Dataset items:

******************************

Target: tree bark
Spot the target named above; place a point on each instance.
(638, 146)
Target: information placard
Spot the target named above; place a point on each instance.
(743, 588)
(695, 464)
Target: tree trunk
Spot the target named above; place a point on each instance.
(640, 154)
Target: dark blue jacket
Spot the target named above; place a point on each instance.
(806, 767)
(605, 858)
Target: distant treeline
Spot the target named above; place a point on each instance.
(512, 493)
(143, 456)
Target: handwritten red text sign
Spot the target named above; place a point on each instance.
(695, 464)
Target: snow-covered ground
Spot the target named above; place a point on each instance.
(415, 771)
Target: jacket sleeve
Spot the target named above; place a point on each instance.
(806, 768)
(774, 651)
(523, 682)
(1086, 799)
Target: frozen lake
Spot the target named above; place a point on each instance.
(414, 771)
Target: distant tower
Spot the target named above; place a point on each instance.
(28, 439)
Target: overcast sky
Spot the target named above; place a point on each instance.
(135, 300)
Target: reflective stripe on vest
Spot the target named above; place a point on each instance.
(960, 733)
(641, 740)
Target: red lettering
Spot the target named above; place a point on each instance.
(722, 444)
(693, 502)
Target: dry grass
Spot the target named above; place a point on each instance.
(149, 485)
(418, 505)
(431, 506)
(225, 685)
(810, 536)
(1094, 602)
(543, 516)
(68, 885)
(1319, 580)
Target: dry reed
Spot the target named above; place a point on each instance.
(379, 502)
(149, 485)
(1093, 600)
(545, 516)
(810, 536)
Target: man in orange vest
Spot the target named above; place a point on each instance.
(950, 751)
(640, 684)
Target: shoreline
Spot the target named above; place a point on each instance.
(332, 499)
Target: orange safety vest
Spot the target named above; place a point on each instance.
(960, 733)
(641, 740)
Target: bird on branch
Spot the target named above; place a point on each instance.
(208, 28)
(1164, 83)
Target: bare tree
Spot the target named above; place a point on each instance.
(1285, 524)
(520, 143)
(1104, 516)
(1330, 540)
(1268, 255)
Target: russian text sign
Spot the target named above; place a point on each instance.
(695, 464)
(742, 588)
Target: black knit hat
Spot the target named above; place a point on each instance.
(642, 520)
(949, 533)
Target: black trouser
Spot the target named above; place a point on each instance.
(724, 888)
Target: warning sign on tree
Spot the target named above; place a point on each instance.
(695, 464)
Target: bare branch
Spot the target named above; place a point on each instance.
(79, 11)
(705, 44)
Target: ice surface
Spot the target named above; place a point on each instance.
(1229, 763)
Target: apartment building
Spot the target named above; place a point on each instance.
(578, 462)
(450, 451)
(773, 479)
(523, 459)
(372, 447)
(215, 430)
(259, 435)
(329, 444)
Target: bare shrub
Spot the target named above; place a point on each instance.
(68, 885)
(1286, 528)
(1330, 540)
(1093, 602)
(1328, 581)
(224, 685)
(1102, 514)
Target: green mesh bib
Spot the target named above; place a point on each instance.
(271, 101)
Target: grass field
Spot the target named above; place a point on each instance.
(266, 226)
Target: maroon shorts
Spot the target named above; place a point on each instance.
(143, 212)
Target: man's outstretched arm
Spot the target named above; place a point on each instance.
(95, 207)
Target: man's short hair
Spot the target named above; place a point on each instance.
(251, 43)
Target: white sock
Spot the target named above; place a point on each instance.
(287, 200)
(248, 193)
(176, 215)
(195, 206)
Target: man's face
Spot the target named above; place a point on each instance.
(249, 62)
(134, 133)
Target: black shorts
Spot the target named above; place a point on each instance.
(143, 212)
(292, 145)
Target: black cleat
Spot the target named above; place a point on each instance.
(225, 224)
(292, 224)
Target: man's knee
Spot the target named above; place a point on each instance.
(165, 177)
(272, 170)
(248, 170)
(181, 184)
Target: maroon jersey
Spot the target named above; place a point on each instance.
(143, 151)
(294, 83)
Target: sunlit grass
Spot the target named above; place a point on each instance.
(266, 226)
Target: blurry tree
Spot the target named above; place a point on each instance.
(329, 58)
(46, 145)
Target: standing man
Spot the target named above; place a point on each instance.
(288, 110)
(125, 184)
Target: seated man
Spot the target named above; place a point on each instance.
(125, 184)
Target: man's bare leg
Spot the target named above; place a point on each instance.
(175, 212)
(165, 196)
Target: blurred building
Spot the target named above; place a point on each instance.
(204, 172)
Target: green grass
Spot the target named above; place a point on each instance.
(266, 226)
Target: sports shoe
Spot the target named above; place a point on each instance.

******************************

Reproduce, word for word, the lines of the rows above that run from the line containing "Target: warning sign on tree" through the line containing "(1229, 763)", with both of those lines included.

▶ _Result below_
Target: warning sign on tree
Spot the target named above; place a point on each instance.
(695, 464)
Target: bare branch
Spot the target named above; place a point on each instance.
(79, 11)
(705, 44)
Target: ice surface
Spot the target named above; place a point on each instance.
(1229, 763)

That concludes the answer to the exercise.